- **Given exercise**: Reproduce the listing below exactly. Pictures do not belong in the copy.

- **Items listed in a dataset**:
- - - - -

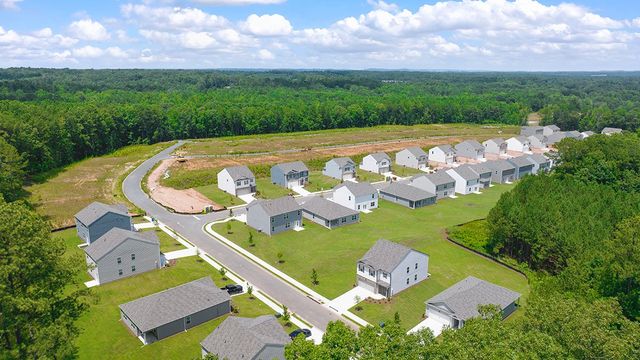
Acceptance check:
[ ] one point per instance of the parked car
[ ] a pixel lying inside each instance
(232, 289)
(297, 332)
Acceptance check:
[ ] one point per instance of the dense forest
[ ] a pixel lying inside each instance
(55, 117)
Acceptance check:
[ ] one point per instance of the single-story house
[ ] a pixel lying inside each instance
(444, 154)
(467, 180)
(470, 149)
(97, 218)
(160, 315)
(407, 195)
(237, 180)
(239, 338)
(413, 157)
(328, 213)
(356, 196)
(388, 268)
(275, 215)
(502, 171)
(122, 253)
(439, 183)
(342, 168)
(377, 162)
(460, 302)
(290, 174)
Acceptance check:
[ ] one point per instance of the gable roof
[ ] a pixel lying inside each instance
(116, 236)
(405, 191)
(385, 255)
(464, 297)
(357, 189)
(96, 210)
(163, 307)
(244, 338)
(327, 209)
(277, 206)
(239, 172)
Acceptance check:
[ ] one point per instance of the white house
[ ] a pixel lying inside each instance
(388, 268)
(356, 196)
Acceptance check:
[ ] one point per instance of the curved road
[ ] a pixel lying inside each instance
(192, 228)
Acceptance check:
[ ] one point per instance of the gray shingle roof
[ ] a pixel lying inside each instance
(326, 209)
(96, 210)
(114, 237)
(240, 172)
(277, 206)
(385, 255)
(464, 297)
(243, 338)
(163, 307)
(407, 192)
(357, 189)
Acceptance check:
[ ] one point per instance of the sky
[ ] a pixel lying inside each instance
(466, 35)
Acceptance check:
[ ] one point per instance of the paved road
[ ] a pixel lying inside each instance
(191, 227)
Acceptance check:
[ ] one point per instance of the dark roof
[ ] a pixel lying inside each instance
(96, 210)
(116, 236)
(326, 209)
(405, 191)
(161, 308)
(464, 297)
(243, 338)
(385, 255)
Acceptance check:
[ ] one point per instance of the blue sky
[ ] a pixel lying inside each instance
(504, 35)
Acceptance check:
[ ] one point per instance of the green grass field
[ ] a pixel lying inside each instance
(333, 253)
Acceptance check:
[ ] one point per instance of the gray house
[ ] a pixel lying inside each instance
(388, 268)
(407, 195)
(290, 174)
(340, 168)
(439, 183)
(175, 310)
(238, 338)
(502, 171)
(274, 216)
(96, 219)
(327, 213)
(460, 302)
(122, 253)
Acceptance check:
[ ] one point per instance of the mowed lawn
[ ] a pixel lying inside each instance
(333, 253)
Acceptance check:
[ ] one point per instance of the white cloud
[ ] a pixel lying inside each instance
(88, 29)
(267, 25)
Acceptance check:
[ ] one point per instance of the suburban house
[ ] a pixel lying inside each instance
(356, 196)
(495, 146)
(523, 166)
(376, 162)
(175, 310)
(122, 253)
(518, 144)
(237, 180)
(439, 183)
(502, 171)
(290, 174)
(460, 302)
(407, 195)
(467, 180)
(237, 338)
(340, 168)
(470, 149)
(611, 131)
(388, 268)
(275, 215)
(328, 213)
(97, 218)
(413, 157)
(444, 154)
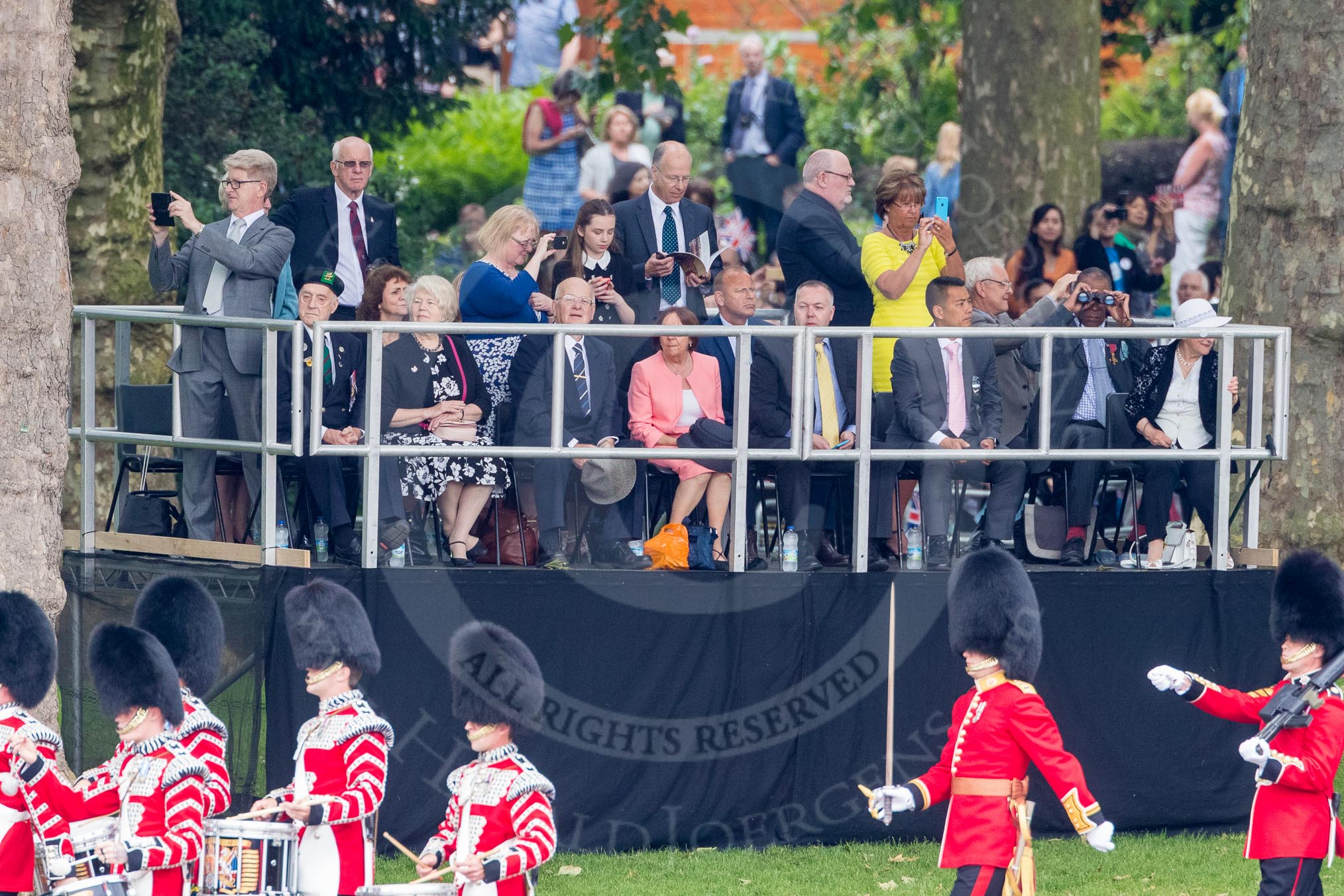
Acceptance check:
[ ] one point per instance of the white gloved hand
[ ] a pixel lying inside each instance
(886, 801)
(1099, 837)
(1256, 752)
(1170, 679)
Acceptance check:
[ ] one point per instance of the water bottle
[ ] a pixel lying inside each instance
(915, 547)
(789, 551)
(320, 535)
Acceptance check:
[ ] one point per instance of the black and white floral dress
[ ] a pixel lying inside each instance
(414, 378)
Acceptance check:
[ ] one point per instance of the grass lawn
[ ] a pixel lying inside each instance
(1141, 864)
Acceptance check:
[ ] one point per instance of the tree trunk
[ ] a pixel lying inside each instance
(38, 171)
(1031, 117)
(1284, 253)
(123, 52)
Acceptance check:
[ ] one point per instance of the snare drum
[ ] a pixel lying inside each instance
(249, 859)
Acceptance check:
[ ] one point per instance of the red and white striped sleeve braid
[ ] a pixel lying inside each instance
(534, 837)
(366, 779)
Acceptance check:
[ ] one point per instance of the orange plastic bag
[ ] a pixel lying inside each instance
(669, 549)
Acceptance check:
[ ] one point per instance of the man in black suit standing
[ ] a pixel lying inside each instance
(342, 227)
(814, 242)
(762, 133)
(946, 395)
(592, 420)
(664, 221)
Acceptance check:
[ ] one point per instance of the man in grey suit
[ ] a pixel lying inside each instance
(946, 395)
(226, 269)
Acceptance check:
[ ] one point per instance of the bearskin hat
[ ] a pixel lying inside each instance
(495, 677)
(992, 609)
(1308, 601)
(27, 649)
(132, 669)
(186, 620)
(328, 624)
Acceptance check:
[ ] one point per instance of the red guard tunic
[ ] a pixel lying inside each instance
(25, 813)
(499, 807)
(996, 730)
(1292, 814)
(158, 790)
(343, 754)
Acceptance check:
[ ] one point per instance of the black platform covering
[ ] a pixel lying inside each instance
(703, 710)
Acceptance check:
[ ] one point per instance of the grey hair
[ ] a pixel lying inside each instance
(257, 164)
(979, 269)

- - - - -

- **Response for this exercise**:
Acceptance check:
[ ] one point per instance of the parked car
[ ] a pixel lying inside each instance
(232, 289)
(297, 332)
Acceptance check:
[ ] one point per instance of the dense forest
[ ] a pixel lying inside each instance
(55, 117)
Acceptance check:
[ ] one point per instance of the single-story house
[ ] a pixel lying inside each instance
(444, 154)
(467, 180)
(470, 149)
(97, 218)
(160, 315)
(407, 195)
(237, 180)
(239, 338)
(413, 157)
(328, 213)
(356, 196)
(388, 268)
(275, 215)
(502, 171)
(122, 253)
(439, 183)
(342, 168)
(377, 162)
(460, 302)
(290, 174)
Acceptance check:
[ ] one point per instance of the gable roof
[ ] a pixel lying inside each instance
(116, 236)
(405, 191)
(385, 255)
(464, 297)
(357, 189)
(96, 210)
(163, 307)
(244, 338)
(327, 209)
(277, 206)
(239, 172)
Acceptance check:
[ ] one point per instance of the white house
[ ] a pixel lying inside each instance
(388, 268)
(356, 196)
Acceptance check:
[ ] one point per instance of the curved road
[ ] a pixel lying inside each instance
(192, 228)
Acceptance check:
[ ] one point per instance of the gray shingle roof
[ ] a pixel lying inside each instance
(326, 209)
(96, 210)
(114, 237)
(240, 172)
(277, 206)
(385, 255)
(464, 297)
(243, 338)
(163, 307)
(407, 192)
(357, 189)
Acceptance check:
[ ] one point per instance of the sky
[ ] a pixel lying inside each instance
(466, 35)
Acceptance check:
[ ] one point per instance of the paved road
[ ] a pixel lying inside each instance
(191, 227)
Acceptance check:
[ ] one point per instance of the dark roof
[ ] a pixel lying inside each instance
(96, 210)
(116, 236)
(326, 209)
(405, 191)
(161, 308)
(464, 297)
(243, 338)
(385, 255)
Acceptance check:
[ ] one point per instance of the blue sky
[ ] a pixel lying inside each instance
(504, 35)
Acceptance check:
[ ] one point per instance of the green grass field
[ ] a pixel lying inside each instance
(333, 253)
Acceptance check:
[ ] one point per instance of the gray house
[ ] a pixel lying inside each instance
(388, 268)
(407, 195)
(290, 174)
(340, 168)
(439, 183)
(175, 310)
(238, 338)
(502, 171)
(274, 216)
(96, 219)
(327, 213)
(460, 302)
(122, 253)
Acceptance check:
[ ] one point per instance of the mowed lawn
[ ] a pixel lying inside each instance
(333, 253)
Acceptance check:
[ ] one point per instance of the white cloud
[ ] a pixel lying inside each instance
(88, 29)
(267, 25)
Acceptance check:
[ ] one point per instance of the suburban house
[ ] a pixel lying inside each instance
(356, 196)
(495, 146)
(523, 166)
(376, 162)
(175, 310)
(122, 253)
(518, 144)
(237, 180)
(439, 183)
(502, 171)
(290, 174)
(460, 302)
(407, 195)
(467, 180)
(237, 338)
(340, 168)
(470, 149)
(611, 131)
(388, 268)
(275, 215)
(328, 213)
(97, 218)
(413, 157)
(444, 154)
Acceptance check:
[ ] one point per instance of the white gloved hand
[ ] a pixel lying inside each instance
(886, 801)
(1099, 837)
(1256, 752)
(1170, 679)
Acceptance check:
[ ] one point per instance of the water bottle
[ ] a pixel lying inside each instance
(915, 547)
(789, 551)
(320, 535)
Acceptance check:
[ ] one point per instance of the black and white floral dress
[ ] a pixel lying inside each instance
(414, 378)
Acceptance check:
[ ] one point per instance of the grass lawn
[ ] a pixel lying inside each instance
(1141, 864)
Acceptance check:
[ ] one point per instance of the tree trunk
[ ] a pixel lying inside each instance
(38, 171)
(1031, 117)
(1284, 253)
(123, 52)
Acceptance check:
[ ] one point per instance of the snare drum
[ ] a pixel lying inside each instance
(249, 859)
Acceptance check:
[ ] one point per instance of the red and white striped sleeve braid
[ ] a pixel lying inside each instance
(534, 837)
(366, 779)
Acceptance check:
[ ] one point per instance of the orange plastic bag
[ ] a pixel lying inside each instance
(669, 549)
Acceptance check:
[ ] one point per instance of the man in black suit standing
[ ] a pixel lying inside each instance
(342, 227)
(814, 242)
(762, 133)
(946, 395)
(592, 420)
(664, 221)
Acceptance check:
[ ] one point per instance of the man in grey suit
[ ] a pixel lying inside each instance
(946, 395)
(226, 269)
Acceptance check:
[ ] one point per instance of the bearskin hat
[ ] a pixel lying inside each instance
(495, 677)
(992, 609)
(1308, 601)
(27, 649)
(132, 669)
(186, 620)
(328, 624)
Acceptance check:
[ ] one point per instance of the red guard tunic
[ ] a pixel lying inside each instance
(25, 813)
(499, 807)
(996, 730)
(1292, 814)
(158, 790)
(343, 754)
Acceptance check:
[ ] one point per instance of the black platform covering
[ ] a pixel lying inside each instance
(703, 710)
Acceptance check:
[ ] one point per instance of the grey hair
[ ] a pixel lying inside each instance
(257, 164)
(979, 269)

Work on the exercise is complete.